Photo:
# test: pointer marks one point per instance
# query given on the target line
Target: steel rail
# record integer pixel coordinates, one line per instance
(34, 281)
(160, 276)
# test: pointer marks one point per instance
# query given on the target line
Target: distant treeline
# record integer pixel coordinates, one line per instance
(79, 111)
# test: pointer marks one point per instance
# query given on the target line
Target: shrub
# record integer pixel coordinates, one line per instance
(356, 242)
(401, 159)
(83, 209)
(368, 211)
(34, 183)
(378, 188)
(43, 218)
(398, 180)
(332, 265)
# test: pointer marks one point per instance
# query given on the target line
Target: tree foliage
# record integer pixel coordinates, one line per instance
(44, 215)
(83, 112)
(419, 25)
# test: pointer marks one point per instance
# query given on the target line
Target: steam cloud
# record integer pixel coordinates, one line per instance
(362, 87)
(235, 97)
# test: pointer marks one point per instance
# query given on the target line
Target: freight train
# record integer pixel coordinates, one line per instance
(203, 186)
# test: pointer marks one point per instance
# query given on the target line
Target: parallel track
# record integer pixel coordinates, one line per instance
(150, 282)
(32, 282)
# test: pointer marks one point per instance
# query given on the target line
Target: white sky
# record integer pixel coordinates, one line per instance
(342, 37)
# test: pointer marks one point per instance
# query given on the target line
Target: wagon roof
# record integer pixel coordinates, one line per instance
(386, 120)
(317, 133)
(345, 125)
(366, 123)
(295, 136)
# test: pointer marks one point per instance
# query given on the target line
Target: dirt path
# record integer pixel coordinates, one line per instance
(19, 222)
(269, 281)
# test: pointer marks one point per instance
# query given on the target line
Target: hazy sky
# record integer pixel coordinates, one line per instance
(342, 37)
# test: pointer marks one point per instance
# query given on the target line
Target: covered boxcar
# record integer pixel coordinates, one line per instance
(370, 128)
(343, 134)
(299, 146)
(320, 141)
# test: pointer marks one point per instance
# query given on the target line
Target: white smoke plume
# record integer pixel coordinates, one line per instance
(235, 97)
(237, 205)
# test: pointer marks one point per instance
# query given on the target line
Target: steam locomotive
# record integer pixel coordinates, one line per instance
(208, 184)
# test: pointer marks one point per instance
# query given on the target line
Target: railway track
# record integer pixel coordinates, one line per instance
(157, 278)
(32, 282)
※ ※ ※
WHAT YOU WILL DO: The reply should consist of the full listing, copied exactly.

THE ANSWER:
Photo:
# test: pointer marks one point per instance
# query given on the target line
Target: steel rail
# record integer pixel coordinates, one line per instance
(34, 281)
(160, 276)
# test: pointer marks one point per instance
# query given on the target line
Target: distant treeline
# record integer pixel coordinates, one line per instance
(79, 111)
# test: pointer marks one point per instance
# query given on the target line
Target: shrub
# record integer pixel coordinates, one line per instance
(356, 242)
(401, 159)
(83, 209)
(368, 211)
(34, 183)
(378, 188)
(43, 218)
(398, 180)
(332, 265)
# test: pointer marks one point per instance
# query given on the target line
Target: tree foliage
# record integer pixel coordinates, one line per instance
(44, 215)
(83, 112)
(419, 25)
# test: pointer marks one point per instance
# query given on the target line
Target: steam cloud
# record integer pixel coordinates, one line per instance
(362, 87)
(235, 97)
# test: pointer marks one point per instance
# query given on the target line
Target: freight train
# record integer pixel coordinates, one line per instance
(203, 186)
# test: pointer marks one point per instance
# query given on the target line
Target: parallel track
# record integer pixel coordinates, one line per instance
(150, 282)
(32, 282)
# test: pointer marks one point per instance
# query given on the target line
Target: white sky
# record integer pixel coordinates, one line per instance
(342, 37)
# test: pointer marks one point per instance
# query given on the target line
Target: wagon roof
# record integer pixel coordinates, one line per instance
(386, 120)
(317, 133)
(345, 125)
(366, 123)
(295, 136)
# test: pointer marks one point per instance
# query given on the target line
Target: dirt path
# record integer pixel coordinates, one line per instance
(19, 222)
(269, 281)
# test: pointer marks one point per instance
# query given on the target line
Target: hazy sky
# record integer pixel coordinates, one line per instance
(342, 37)
# test: pointer marks one point per instance
# query given on the target line
Target: covered boxcar
# record integer pixel coordinates, one line per instance
(370, 128)
(343, 134)
(299, 146)
(320, 141)
# test: pointer marks one point per instance
# query given on the target line
Target: white smoke plume
# record integer pixel coordinates, one line per instance
(235, 97)
(237, 205)
# test: pointer marks one point per instance
# query given on the target line
Target: steam locomotive
# record integer pixel coordinates, one line per instance
(208, 184)
# test: pointer marks one point per instance
# query given on the target line
Target: railway track
# record integer pixel coordinates, one line per instance
(157, 278)
(32, 282)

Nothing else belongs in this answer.